WHAT IS BEING ASKED:
Repeat the entries without change, omitting the pictures.

Referring expression pointing data:

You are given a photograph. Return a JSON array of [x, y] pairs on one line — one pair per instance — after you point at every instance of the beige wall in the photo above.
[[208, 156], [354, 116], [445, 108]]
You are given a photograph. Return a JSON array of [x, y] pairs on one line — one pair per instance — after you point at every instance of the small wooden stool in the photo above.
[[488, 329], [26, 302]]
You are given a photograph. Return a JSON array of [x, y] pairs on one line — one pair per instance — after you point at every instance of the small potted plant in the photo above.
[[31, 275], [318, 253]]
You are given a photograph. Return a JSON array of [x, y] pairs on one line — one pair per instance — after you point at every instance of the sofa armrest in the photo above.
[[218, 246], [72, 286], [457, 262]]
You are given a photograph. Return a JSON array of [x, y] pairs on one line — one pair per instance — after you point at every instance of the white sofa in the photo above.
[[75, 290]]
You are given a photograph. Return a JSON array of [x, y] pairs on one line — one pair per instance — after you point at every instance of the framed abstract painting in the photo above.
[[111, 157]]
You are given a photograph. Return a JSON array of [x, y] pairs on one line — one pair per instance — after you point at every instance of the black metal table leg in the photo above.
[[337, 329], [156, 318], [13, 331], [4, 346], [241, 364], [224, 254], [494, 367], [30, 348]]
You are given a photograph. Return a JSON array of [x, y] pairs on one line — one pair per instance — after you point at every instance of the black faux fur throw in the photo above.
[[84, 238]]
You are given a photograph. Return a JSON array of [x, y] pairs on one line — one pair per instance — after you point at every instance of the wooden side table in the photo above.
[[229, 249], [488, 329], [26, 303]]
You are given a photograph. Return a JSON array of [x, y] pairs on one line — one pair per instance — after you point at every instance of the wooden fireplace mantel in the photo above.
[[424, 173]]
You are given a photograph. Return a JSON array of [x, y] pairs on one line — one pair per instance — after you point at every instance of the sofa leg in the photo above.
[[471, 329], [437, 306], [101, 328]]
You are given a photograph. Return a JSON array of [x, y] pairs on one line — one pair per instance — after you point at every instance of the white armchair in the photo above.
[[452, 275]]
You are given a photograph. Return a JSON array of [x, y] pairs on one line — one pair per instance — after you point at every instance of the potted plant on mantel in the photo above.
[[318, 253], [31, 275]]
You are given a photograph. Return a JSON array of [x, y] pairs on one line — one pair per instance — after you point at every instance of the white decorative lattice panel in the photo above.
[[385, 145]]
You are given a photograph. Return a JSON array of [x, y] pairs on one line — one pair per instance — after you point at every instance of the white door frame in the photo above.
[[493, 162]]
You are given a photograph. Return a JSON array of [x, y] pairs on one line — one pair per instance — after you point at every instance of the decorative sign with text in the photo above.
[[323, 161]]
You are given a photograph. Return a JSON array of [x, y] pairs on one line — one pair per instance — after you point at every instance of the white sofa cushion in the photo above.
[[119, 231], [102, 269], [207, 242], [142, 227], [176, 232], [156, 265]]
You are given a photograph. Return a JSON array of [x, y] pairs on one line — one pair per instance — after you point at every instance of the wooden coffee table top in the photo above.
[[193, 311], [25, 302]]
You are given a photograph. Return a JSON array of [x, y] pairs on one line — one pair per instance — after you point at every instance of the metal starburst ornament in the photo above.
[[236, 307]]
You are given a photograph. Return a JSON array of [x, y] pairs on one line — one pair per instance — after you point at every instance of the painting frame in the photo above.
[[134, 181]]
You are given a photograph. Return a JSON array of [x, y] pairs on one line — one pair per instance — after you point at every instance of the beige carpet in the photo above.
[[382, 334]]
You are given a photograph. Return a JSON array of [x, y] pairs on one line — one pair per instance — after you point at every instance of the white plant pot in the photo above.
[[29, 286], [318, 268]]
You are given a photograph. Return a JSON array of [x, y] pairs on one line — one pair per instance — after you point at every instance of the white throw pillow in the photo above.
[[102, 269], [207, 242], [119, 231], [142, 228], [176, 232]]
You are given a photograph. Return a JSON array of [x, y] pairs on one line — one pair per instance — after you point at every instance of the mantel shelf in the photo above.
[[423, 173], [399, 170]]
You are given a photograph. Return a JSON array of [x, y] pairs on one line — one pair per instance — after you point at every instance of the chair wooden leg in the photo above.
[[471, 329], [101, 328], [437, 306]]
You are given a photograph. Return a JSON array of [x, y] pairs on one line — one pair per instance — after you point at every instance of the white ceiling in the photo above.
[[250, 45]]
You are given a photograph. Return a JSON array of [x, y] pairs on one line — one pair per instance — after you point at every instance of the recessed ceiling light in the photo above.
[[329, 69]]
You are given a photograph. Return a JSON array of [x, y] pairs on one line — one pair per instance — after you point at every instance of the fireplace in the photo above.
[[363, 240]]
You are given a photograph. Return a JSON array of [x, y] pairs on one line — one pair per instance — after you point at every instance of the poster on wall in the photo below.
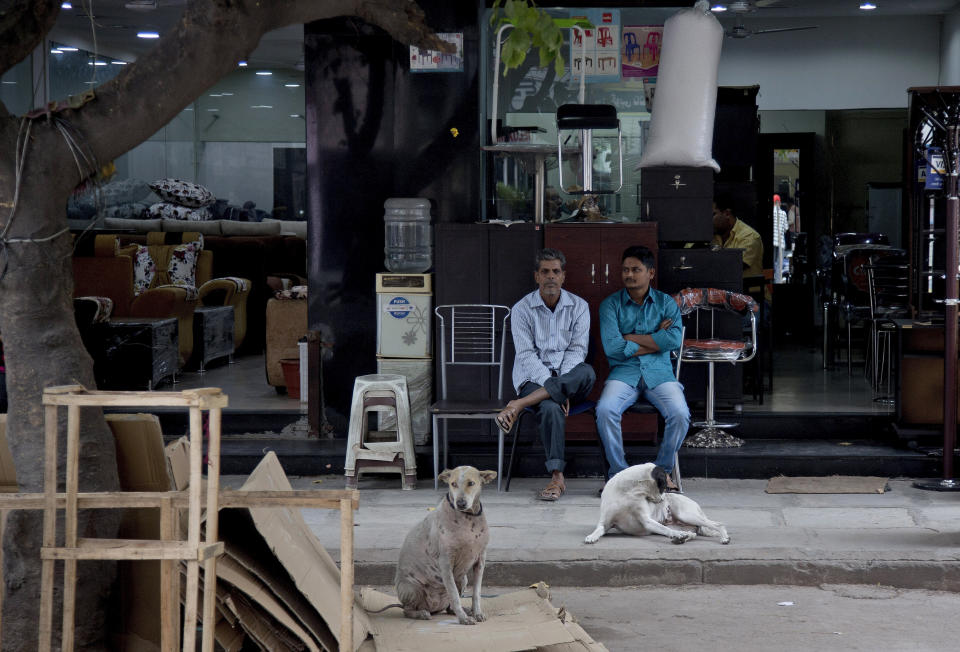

OUTPUT BELOW:
You are given a photograph. Return a JSON array of [x, y] pairs on one line — one pair per instance — after you point at every instance of the beige wall in the photo above.
[[208, 156], [354, 116], [445, 108]]
You are given a photograph. Return a JSON array of [x, y] pairs on one line — one pair per instance — after you point at every instance of the small wooden stool in the photo above.
[[488, 329], [26, 302]]
You are given a photograph. Return a JSON array of [x, y] pairs on one line — one pair per instance — after you point at every instance of the small potted plant in the photo above.
[[31, 275], [318, 253]]
You are given a photograph. Return a JSON array of [x, y] pairs on one line — one pair per instance — after you point at every instance of the sofa armrest in the photo above.
[[218, 246], [72, 286], [457, 262]]
You are given a photograph. Return a JSON array of [x, y] pairs on one line — one pair per instance — after you point at every instance of the white sofa in the photo above.
[[75, 290]]
You are given a photograph. Return a JSON array of [x, y] pairs on one line — one pair per instance — after you point at every instance of the framed abstract painting in the photo above.
[[111, 157]]
You are given a photograph. Return a JSON array of [x, y] pairs on one line — one pair per instance — after you point at every instance of the black metal table leg in the photo above.
[[337, 329], [156, 318], [13, 331], [4, 346], [241, 364], [224, 254], [494, 367], [30, 348]]
You are given a photograph. Return a JSON array of [x, y] pairs on one line — one pair per instance — after you point at every instance of the black faux fur throw in the photo above.
[[84, 238]]
You are given a photograph. Return a JSON array of [x, y] pairs on one line — one pair per instance — after you point at every instance of the wooden side table in the photo above.
[[229, 249], [488, 329], [26, 303]]
You are given a photograph. Return a JSON array of [x, y] pairs on one line — one pair per instance — after you point at every instance of the wooden fireplace mantel in the photo above.
[[424, 173]]
You are given a photograph. Return a JSON array of [x, y] pairs on one line — one pair per instance — after you point at every instance of the sofa leg in the photo above.
[[471, 329], [437, 306], [101, 328]]
You are given a photograph. Return a JSON array of [x, y] pairs on one line — one pair per instance — after you point at every instance of the white armchair in the photo above.
[[452, 275]]
You are given a photograph. Return a JSON array of [x, y] pairs on one line — one pair per instance — after you point at every instance of the potted plant on mantel in the photo above.
[[318, 253], [31, 275]]
You are given a photograph. Return a JSON array of [x, y] pairs on one line — one pair per instance — after you point at every instance of the white decorative lattice panel in the photo above.
[[385, 145]]
You are given a photograph. Return a JSON array of [x, y] pairs on one line — one pair per instance — after you point at every instance of the white door frame in the photo above.
[[493, 162]]
You are given a photograph. Return a JSON array of [x, y] pairs on one line — one pair per instance — after you point at every instance of the decorative sign with text in the photo above.
[[323, 161]]
You are given a photograph. Return a JSON array of [x, y] pairs on one line — one pair per instance — after you point at every instance of the white sofa cushion in the photo above.
[[119, 231], [102, 269], [207, 242], [142, 227], [176, 232], [156, 265]]
You are given a photograph. Return a JSON array of [x, y] pairs on one line — one pair per instance — after you point at every instance of the wooden coffee table top in the photo above.
[[193, 311], [25, 302]]
You are given a photograph. Return a JSON array of [x, y] pairs on one line — one pair per instance — after you point at every instance of the metal starburst ornament in the photo above.
[[236, 307]]
You are given a photograph. Return a JSON array of [x, y] pairs on one line — one pair per instance — after you point at every instance of the painting frame in the photo above.
[[134, 181]]
You are given a photograph. Return a JSON array of [x, y] pairs on one line — one pair per instance — after you point at every instance of the beige carpet in the photo above.
[[382, 334]]
You are given a photograph. Return a JSON array of [x, y] pairs on one line — one pair per instance — after you point at every instance of the white plant pot in the photo above.
[[29, 286], [318, 268]]
You are given a photograph. Return a JSON array of [x, y] pairs on one line — one pair per instance — after you point at every instance of the white throw pillow in the photo above.
[[102, 269], [207, 242], [119, 231], [142, 228], [176, 232]]
You are given a photograph. Return a JSON array of [x, y] pairs on one line — one pair per instance — after you point at every instance of the mantel shelf in the photo above.
[[423, 173], [399, 170]]
You are given a photograph. Return a JSON array of [x, y] pairs on one line — one pair per instance — after you point at every instance of the chair wooden leg in the photo above.
[[471, 329], [101, 328], [437, 306]]
You are given a photograph. Return a JSON array of [x, y] pairs on one line — one pair per instance — after you point at every instance of the white ceiling in the photo above.
[[250, 45]]
You are given a photograph. Return a JSON array of [x, y] pairs on one line — one pair per instance — after you point at every instance of the recessed ceiling light in the photo above.
[[329, 69]]
You are given a photograph. Return a JSON array of [x, y] pairs on one line — one pair per instance — after you point at every instance of the fireplace in the photo above.
[[363, 240]]
You are given a photograph. Return a JSON array of [x, y] pairs on one line — one pair per instance — after you point at every instance of the poster on wall in the photo below.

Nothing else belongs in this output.